------ Supplied material ------

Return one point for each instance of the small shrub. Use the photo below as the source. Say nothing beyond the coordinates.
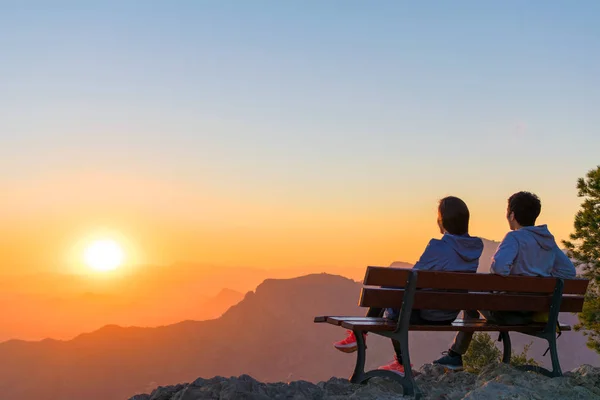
(483, 352)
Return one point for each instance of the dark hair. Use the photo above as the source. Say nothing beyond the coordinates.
(526, 206)
(454, 215)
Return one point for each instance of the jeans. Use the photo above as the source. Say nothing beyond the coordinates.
(415, 319)
(462, 340)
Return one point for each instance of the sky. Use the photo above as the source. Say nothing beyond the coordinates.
(275, 134)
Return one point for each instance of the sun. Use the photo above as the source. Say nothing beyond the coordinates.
(104, 255)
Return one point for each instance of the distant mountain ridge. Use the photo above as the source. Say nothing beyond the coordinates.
(268, 335)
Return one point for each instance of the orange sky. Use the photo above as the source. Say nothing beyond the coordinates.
(45, 225)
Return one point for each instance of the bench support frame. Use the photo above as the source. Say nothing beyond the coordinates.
(548, 334)
(400, 340)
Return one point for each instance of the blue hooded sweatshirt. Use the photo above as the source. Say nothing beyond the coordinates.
(531, 251)
(452, 253)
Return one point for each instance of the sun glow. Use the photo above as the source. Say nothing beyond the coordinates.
(104, 255)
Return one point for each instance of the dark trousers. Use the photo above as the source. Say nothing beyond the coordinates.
(462, 340)
(415, 319)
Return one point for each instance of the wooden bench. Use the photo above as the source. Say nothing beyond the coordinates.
(401, 289)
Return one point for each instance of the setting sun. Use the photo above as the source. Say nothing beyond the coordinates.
(103, 255)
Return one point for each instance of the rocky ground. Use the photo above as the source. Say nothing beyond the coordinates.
(495, 382)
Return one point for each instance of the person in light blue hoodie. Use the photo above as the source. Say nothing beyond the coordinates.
(456, 251)
(527, 250)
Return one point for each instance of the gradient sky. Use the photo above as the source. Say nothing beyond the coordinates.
(276, 133)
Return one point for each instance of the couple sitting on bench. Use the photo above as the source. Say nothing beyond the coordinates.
(527, 250)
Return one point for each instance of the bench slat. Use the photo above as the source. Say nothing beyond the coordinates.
(468, 325)
(374, 325)
(433, 300)
(396, 277)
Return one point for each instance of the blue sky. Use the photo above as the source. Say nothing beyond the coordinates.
(309, 104)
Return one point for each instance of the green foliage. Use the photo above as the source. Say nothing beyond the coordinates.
(584, 249)
(523, 358)
(483, 352)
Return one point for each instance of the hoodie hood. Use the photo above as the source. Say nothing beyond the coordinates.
(467, 247)
(540, 234)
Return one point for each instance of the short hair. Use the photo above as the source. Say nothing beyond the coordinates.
(526, 206)
(454, 215)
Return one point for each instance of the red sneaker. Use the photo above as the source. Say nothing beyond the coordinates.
(394, 366)
(348, 345)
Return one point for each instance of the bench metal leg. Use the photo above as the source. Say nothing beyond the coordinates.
(505, 339)
(360, 376)
(408, 382)
(556, 370)
(359, 370)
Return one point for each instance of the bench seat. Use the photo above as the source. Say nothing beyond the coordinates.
(465, 325)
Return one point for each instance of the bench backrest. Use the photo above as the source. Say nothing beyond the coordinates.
(385, 287)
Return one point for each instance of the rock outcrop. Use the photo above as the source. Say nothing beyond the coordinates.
(495, 382)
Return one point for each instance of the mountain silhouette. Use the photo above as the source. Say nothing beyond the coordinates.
(268, 335)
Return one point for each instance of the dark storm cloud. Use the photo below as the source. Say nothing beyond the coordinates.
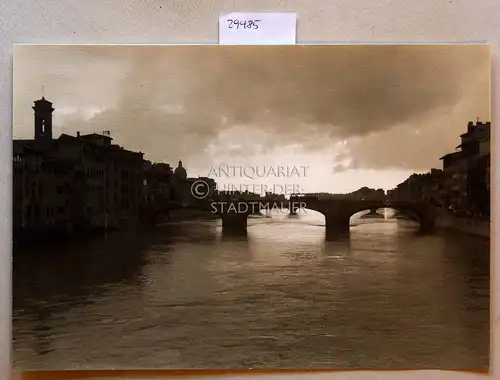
(172, 101)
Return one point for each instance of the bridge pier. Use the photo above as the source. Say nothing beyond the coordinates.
(427, 223)
(337, 227)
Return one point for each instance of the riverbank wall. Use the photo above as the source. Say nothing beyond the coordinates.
(473, 226)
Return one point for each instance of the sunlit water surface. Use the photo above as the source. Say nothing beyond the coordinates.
(183, 296)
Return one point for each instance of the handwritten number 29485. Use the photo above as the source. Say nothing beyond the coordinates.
(246, 24)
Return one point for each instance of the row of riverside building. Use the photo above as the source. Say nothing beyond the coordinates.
(463, 184)
(85, 181)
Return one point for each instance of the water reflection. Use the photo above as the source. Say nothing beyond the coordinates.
(282, 295)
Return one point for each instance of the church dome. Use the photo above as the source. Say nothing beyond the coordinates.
(180, 172)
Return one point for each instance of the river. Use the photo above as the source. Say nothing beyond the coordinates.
(185, 296)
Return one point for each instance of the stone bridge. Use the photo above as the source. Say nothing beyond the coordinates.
(234, 213)
(337, 212)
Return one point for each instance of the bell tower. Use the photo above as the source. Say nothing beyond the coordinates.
(43, 119)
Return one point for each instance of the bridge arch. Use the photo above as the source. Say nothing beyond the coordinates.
(338, 212)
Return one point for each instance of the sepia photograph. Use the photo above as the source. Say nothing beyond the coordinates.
(264, 207)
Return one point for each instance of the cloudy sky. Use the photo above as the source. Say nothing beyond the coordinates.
(343, 116)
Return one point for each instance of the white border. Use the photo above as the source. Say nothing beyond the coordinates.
(195, 21)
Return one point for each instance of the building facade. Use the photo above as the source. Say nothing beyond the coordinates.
(74, 182)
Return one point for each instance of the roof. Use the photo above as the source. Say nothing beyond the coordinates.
(451, 154)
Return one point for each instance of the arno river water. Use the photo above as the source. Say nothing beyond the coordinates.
(183, 296)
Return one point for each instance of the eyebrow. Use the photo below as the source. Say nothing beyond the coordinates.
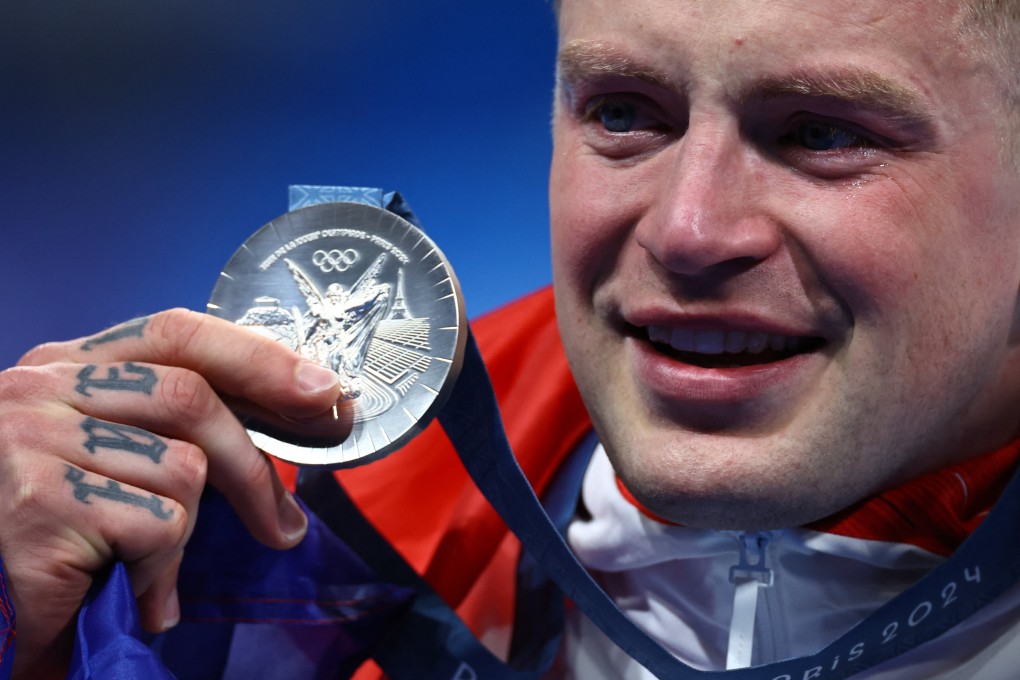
(581, 60)
(856, 87)
(587, 59)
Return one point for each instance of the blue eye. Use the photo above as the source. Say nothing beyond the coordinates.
(616, 116)
(818, 136)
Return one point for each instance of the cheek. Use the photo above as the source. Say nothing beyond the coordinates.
(591, 213)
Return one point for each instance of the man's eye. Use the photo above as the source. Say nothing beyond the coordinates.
(615, 115)
(820, 136)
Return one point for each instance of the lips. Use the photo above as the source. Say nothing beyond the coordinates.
(717, 348)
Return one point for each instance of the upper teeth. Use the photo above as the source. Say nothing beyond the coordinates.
(719, 342)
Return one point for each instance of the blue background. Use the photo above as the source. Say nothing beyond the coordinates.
(141, 143)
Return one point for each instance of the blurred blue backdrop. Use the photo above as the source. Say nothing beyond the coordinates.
(142, 142)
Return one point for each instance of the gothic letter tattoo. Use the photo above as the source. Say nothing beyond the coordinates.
(124, 437)
(113, 492)
(133, 328)
(114, 381)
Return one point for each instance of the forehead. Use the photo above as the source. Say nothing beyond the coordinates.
(683, 34)
(910, 56)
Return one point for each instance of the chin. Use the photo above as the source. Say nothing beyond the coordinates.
(723, 493)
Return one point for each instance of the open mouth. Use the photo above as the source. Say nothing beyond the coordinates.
(725, 349)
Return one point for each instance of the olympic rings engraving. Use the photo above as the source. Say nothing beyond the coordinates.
(335, 260)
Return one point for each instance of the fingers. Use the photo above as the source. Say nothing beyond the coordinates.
(107, 441)
(175, 416)
(234, 360)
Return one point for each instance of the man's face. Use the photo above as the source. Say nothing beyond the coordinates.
(785, 249)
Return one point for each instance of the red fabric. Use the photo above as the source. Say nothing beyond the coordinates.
(935, 512)
(422, 500)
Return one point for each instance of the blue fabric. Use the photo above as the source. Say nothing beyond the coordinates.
(247, 611)
(6, 627)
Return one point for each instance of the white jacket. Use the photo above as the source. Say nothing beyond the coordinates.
(804, 589)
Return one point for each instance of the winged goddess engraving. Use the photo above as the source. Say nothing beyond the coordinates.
(365, 293)
(339, 324)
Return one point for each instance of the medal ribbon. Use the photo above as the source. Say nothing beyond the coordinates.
(982, 568)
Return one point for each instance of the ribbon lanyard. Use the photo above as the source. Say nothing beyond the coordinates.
(983, 567)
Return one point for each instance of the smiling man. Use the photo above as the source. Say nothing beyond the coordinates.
(786, 264)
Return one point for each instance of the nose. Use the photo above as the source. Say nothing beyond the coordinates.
(707, 216)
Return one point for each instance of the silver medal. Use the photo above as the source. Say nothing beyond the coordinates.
(365, 293)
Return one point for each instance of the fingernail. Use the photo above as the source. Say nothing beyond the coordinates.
(171, 611)
(314, 378)
(293, 522)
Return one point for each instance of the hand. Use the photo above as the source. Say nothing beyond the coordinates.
(106, 445)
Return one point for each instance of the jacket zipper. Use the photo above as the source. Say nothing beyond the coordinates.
(749, 575)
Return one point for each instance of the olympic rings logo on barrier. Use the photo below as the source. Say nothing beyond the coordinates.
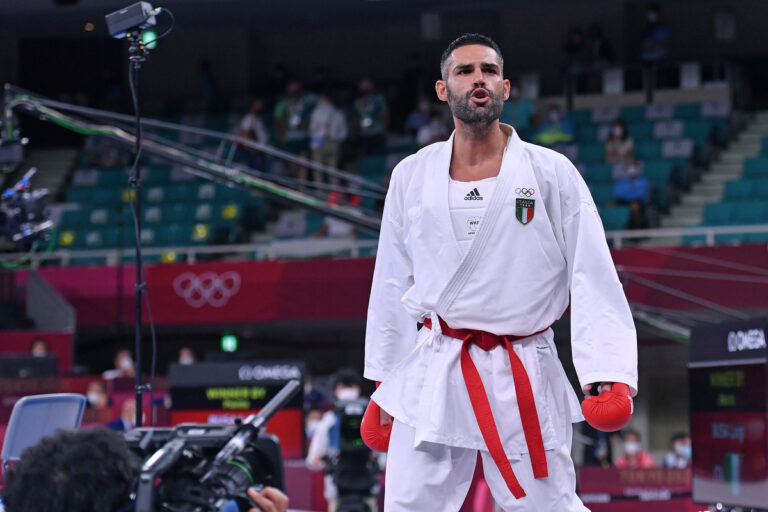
(526, 192)
(207, 288)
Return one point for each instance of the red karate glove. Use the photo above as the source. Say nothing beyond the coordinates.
(611, 410)
(374, 434)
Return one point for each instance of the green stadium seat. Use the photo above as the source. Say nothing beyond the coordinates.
(598, 173)
(750, 212)
(616, 218)
(718, 214)
(602, 194)
(688, 111)
(756, 167)
(739, 190)
(640, 130)
(74, 218)
(591, 153)
(79, 194)
(648, 150)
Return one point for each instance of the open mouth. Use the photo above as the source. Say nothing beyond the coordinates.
(480, 96)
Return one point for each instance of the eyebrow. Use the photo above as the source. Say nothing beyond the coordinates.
(485, 65)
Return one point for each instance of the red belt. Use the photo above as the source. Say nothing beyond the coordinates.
(482, 408)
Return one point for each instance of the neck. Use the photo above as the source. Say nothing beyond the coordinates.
(475, 144)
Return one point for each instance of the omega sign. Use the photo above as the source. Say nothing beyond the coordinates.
(752, 339)
(271, 372)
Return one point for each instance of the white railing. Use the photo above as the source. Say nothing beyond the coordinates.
(330, 247)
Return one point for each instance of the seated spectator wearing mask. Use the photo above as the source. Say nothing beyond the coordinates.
(555, 130)
(124, 366)
(518, 111)
(634, 456)
(97, 395)
(88, 470)
(619, 149)
(346, 388)
(680, 456)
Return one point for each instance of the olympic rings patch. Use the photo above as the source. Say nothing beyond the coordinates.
(525, 192)
(207, 288)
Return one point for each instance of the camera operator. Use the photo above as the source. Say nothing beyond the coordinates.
(325, 441)
(88, 470)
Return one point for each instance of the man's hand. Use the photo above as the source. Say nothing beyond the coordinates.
(269, 499)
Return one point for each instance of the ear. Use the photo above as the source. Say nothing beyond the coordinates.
(441, 88)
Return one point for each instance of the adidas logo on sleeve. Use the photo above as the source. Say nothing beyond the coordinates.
(473, 195)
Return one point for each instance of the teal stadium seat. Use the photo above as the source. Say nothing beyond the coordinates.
(718, 214)
(598, 173)
(688, 111)
(756, 167)
(616, 218)
(739, 190)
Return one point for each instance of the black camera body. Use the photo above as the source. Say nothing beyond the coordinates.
(352, 465)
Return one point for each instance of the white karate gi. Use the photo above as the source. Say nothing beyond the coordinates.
(514, 279)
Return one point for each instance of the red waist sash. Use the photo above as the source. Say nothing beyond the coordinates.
(482, 408)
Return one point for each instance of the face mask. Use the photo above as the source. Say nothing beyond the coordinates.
(632, 447)
(347, 394)
(94, 397)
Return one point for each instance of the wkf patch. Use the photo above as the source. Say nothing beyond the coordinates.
(524, 210)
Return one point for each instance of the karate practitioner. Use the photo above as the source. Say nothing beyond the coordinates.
(484, 238)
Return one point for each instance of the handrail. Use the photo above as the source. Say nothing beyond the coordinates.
(314, 247)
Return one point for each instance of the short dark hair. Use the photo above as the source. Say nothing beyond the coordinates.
(346, 377)
(466, 40)
(87, 470)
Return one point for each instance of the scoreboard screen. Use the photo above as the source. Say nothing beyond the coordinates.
(222, 392)
(729, 417)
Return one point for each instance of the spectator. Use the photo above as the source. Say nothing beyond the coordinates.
(97, 395)
(39, 348)
(432, 132)
(124, 366)
(634, 457)
(327, 130)
(127, 419)
(420, 116)
(619, 149)
(89, 470)
(518, 111)
(325, 441)
(373, 119)
(555, 130)
(632, 188)
(680, 456)
(252, 127)
(187, 356)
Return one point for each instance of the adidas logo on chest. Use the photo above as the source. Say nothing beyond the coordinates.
(473, 195)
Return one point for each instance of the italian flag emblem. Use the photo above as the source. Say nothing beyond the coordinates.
(524, 210)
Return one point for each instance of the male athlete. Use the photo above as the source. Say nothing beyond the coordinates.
(484, 239)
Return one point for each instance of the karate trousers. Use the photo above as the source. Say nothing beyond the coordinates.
(434, 477)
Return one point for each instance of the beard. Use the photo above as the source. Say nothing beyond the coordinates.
(476, 115)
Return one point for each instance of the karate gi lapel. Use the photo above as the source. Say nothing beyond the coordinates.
(512, 159)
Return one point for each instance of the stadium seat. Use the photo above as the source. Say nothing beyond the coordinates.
(616, 218)
(756, 167)
(739, 190)
(718, 214)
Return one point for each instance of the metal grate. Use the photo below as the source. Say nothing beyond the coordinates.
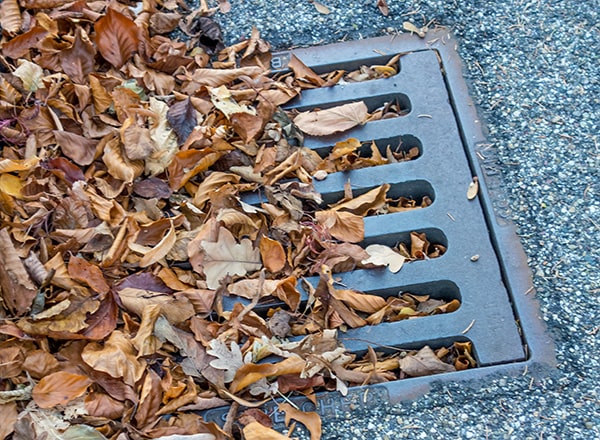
(484, 266)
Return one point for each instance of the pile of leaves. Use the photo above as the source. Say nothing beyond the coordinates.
(125, 158)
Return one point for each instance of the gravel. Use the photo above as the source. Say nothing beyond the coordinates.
(534, 68)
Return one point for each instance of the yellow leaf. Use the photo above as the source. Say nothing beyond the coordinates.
(332, 120)
(222, 99)
(473, 189)
(10, 16)
(11, 185)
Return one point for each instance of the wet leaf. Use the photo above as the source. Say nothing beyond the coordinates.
(333, 120)
(59, 388)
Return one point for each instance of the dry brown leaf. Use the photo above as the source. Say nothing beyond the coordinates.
(272, 254)
(257, 431)
(8, 415)
(59, 388)
(161, 250)
(10, 16)
(311, 420)
(473, 189)
(228, 257)
(117, 37)
(424, 363)
(117, 358)
(16, 287)
(381, 255)
(332, 120)
(371, 201)
(360, 301)
(176, 307)
(87, 273)
(248, 374)
(344, 226)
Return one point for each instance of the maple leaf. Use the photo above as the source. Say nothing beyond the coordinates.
(227, 257)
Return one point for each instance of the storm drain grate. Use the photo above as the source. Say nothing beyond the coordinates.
(483, 267)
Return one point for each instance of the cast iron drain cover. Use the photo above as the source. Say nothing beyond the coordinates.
(484, 266)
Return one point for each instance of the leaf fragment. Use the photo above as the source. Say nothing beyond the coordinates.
(332, 120)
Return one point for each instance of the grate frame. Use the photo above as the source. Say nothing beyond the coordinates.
(499, 313)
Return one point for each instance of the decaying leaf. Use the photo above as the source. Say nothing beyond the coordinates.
(332, 120)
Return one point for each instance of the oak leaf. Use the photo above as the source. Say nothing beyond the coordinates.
(228, 359)
(117, 37)
(311, 420)
(332, 120)
(59, 388)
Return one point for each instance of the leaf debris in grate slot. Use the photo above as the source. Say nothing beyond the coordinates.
(122, 174)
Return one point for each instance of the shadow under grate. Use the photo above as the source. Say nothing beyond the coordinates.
(484, 265)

------

| Required work |
Only the lines from the one containing "Return one point for each instance of the gravel." to the end of the data should be printed, exactly as they stand.

| Written solution |
Return one point for each instance of the gravel. Use the photo above as the source. Say nothing beyond the coordinates.
(534, 68)
Return one point for each instance of the yellow leaf. Use the photo above as the source. Say nothing beyond the coordinates.
(332, 120)
(222, 99)
(473, 189)
(10, 16)
(11, 185)
Return one point for each instance of the wet leaf. Use the photo above as the source. Say nothing beyond the coordinates.
(333, 120)
(59, 388)
Return one point for each instance of the dry brown leaf. Use the photo above as the source. Say nothing beyond the coordinates.
(272, 254)
(257, 431)
(8, 415)
(59, 388)
(161, 250)
(10, 16)
(311, 420)
(473, 189)
(228, 257)
(117, 37)
(424, 363)
(117, 358)
(16, 287)
(381, 255)
(332, 120)
(371, 201)
(360, 301)
(176, 307)
(87, 273)
(248, 374)
(344, 226)
Return one point for each instance of the maple leaf. Use the photo above as the source. Say nothing beyond the coordinates.
(227, 257)
Return one point for each instance of the storm drain grate. Use the photo above as the source. Say nothing beyond the coordinates.
(483, 267)
Return one point for each instance of the cast iron drain cover. Use the photo above as the source. Say nothing beyond the coordinates.
(484, 266)
Return one point for each instance of the leaf fragment. Use the photo above as the source. Say nothing beyond the coordinates.
(332, 120)
Return one point for each instance of the grate frame. Use the photo above as the source. Say nothing beyond the coordinates.
(499, 313)
Return one point for each instance of the decaying leaf. Use the photo above as the source. Say nothing beyond the coordinates.
(332, 120)
Return one point for each instance of the oak leaf. Use the photo above as the source. Say nothing beyond the coordinates.
(228, 359)
(117, 37)
(311, 420)
(332, 120)
(59, 388)
Return one point for each instance of the leaf debris in grate slot. Use the photo above as the source. Say nothing beyond the coordinates.
(122, 174)
Return one point for each instance of the shadow under grate. Use the photo above as the source. Say nothing beyond the coordinates.
(484, 265)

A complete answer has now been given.